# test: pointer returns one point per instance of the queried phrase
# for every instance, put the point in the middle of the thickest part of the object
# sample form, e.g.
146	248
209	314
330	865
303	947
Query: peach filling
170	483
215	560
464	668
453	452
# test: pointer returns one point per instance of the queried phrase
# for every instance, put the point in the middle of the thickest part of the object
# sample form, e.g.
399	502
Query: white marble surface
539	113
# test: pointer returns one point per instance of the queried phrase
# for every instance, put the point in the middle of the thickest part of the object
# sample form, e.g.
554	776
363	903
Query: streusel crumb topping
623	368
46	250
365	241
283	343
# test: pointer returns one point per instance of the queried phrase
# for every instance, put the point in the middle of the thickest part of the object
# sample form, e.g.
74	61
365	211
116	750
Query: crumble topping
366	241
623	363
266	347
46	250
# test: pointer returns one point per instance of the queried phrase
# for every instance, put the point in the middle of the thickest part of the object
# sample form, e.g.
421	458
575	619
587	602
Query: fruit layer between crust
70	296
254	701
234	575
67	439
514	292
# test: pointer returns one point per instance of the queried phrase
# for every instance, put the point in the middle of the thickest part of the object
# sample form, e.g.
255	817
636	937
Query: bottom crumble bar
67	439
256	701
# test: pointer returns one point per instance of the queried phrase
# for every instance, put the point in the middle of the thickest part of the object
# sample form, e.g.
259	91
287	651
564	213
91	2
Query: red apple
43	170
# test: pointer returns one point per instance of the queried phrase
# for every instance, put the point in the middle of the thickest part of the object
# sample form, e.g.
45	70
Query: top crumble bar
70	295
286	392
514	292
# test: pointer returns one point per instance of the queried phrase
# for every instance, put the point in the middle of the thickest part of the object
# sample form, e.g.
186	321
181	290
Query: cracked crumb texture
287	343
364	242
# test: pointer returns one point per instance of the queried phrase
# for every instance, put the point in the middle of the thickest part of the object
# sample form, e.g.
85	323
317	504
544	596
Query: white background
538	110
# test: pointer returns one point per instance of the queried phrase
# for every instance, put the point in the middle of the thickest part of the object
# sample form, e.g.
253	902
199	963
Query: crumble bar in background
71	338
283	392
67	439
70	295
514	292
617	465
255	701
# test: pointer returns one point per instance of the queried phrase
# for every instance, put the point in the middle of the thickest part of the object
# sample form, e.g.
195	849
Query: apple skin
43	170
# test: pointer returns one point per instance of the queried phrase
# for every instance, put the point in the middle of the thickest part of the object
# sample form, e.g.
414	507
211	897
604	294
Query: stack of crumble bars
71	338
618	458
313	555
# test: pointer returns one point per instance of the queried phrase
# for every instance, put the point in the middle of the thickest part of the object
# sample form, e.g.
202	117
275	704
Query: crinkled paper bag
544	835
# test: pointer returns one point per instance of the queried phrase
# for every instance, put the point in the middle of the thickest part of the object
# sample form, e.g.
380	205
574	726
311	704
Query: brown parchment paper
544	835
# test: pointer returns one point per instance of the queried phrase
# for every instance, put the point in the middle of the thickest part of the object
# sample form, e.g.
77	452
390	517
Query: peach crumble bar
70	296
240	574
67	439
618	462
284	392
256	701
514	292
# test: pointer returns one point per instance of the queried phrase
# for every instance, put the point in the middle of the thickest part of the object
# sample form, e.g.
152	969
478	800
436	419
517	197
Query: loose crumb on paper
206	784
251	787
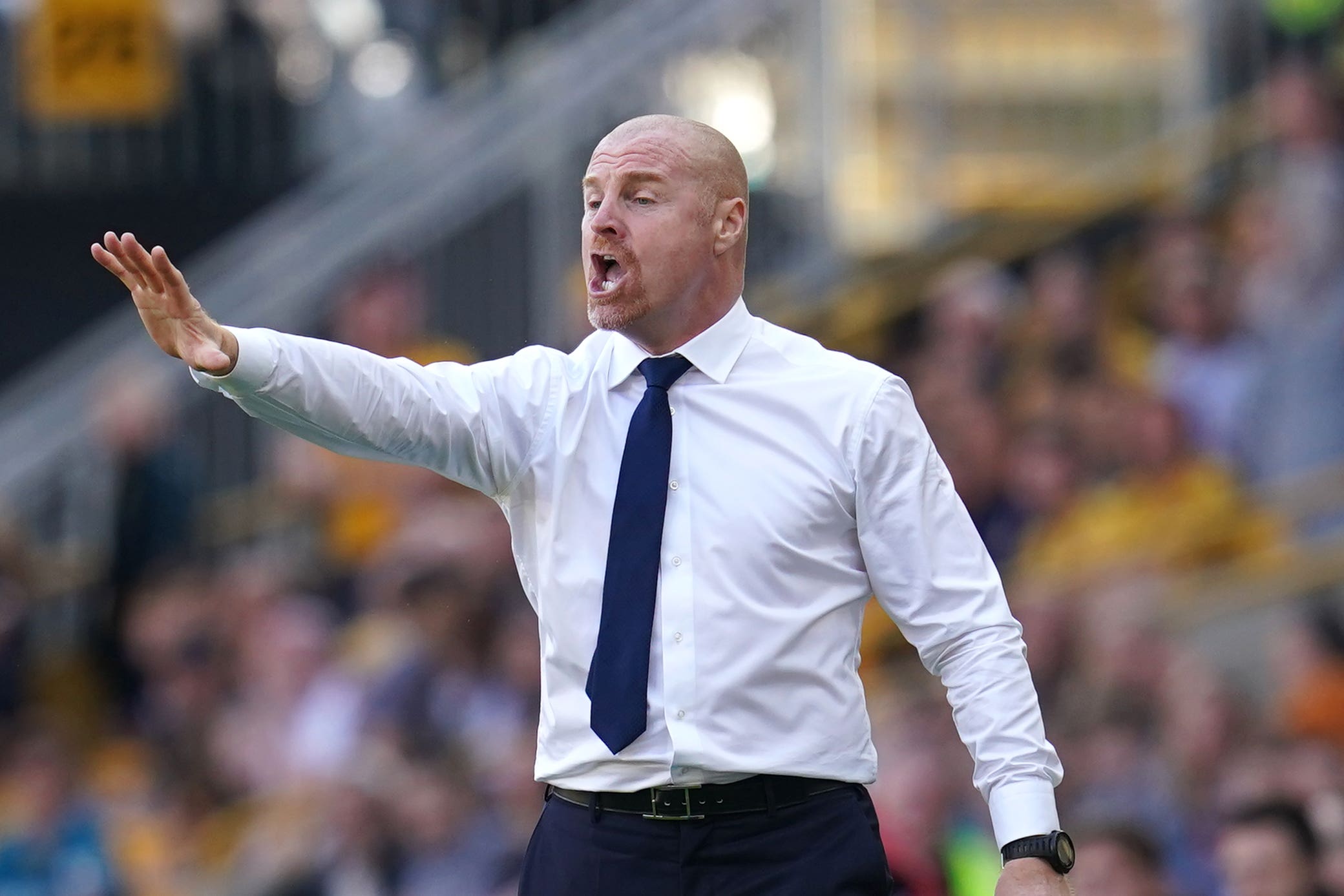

Problem: Although the records contain pictures, the copy should hold only their text, reproduced exactly.

Result of this task:
# test: pointer returns one point per instance of the queried phrase
# for every instance, put the point in the middle of the thickest part of the object
# sample form, e.g.
146	248
209	314
330	865
303	947
Query: peach filling
170	483
215	560
464	668
453	452
# test: pointer returns one point per instance of the queried phrase
# for every instance, put the point in the middle of the thickest part of the object
# sample form, e.g.
399	502
Query: white marble surface
539	113
# test: pointer returns one point per instance of the queried phrase
# for every instance, put the point in the middle of the thickest part of the object
# sample form, e.g.
554	776
363	903
Query: streusel crumb topping
623	368
46	250
365	241
283	343
# test: pointer returns one point per instance of the queried phrase
# for every instance, put the point in the middle of the thickest part of the object
# sample form, e.g.
74	61
365	211
116	750
Query: crumble topping
366	241
623	363
266	347
46	250
# test: pointer returns one point per instance of the queried phrase
# for every instance, put the point in the middle of the thickest part of the object
# sample form, e.g.
421	458
575	619
587	602
Query: fruit layer between crust
70	296
254	701
234	575
67	439
514	292
# test: pointer returns one point per instance of the queried phrase
# for every instance, put the point in the middle of the thickest part of the object
# sample form, e.g.
255	817
636	937
Query: bottom crumble bar
67	439
256	701
# test: pointer returns one point per instance of the queried phrase
# for every instance, put the point in the middle of the thickest part of the object
# sample form, e.g.
259	91
287	651
564	213
91	2
Query: red apple
43	170
# test: pointer returns one point per instance of the queried phrase
# for every instance, put the point in the middle of the thickest part of the object
# sample form, e.g.
45	70
Query: top crumble bar
70	295
286	392
514	292
# test: pointer returns one point per instance of the queried phrase
# for every instance, put the point in the middle of the thickest part of the object
# sample form, e.g.
186	321
181	290
Query: cracked crumb texture
287	343
364	242
# test: pointer returns one point per instance of the queried phrase
# for every instance, put the point in the middle of the thickest part of the object
# sample form, e.g.
85	323
317	504
544	596
Query: white background
538	110
# test: pointer returns one point per instance of the queried phrase
# for every instance, put the point in the middle of the thickest part of the object
# sample form, e.g.
253	902
199	963
Query: crumble bar in background
71	338
283	392
67	439
70	295
514	292
617	465
255	701
# test: pointer returns one point per instance of the queried phrase
# for every instance, put the point in the middle of the thickest part of the object
# sample form, e.g.
195	849
Query: apple skin
43	170
# test: pointer returns one point per instance of the queried phrase
# for every instance, put the point in the middle of the thickest part of the object
# sample form, e.g.
414	507
211	897
604	294
Query: stack of crumble bars
71	338
618	458
313	555
# test: pointer returns one point per instance of the queried phrase
# for every instance, put the point in the middle of the thickest part of the object
# sample form, e.g.
202	117
275	704
Query: crinkled paper bag
544	835
# test: pointer returns one point per instance of the queried phrase
# for every instance, put the point in the middle of the thickest part of the object
# sample form, e.g.
380	205
574	726
311	704
Query: brown parchment paper
544	835
# test: pointer returns one point per instance of the queried phrase
# for every instance, put the point in the middle of the thickest part of the object
# sample form, e.g.
77	452
390	517
Query: peach crumble bar
70	296
240	574
67	439
618	462
284	392
256	701
514	292
# test: pointer returns one point per instance of the queried phrase
# for every instance, put the point in the middle of the thickest part of the object
# sample form, e.g.
152	969
478	800
436	419
517	197
Query: loose crumb on paper
206	784
251	787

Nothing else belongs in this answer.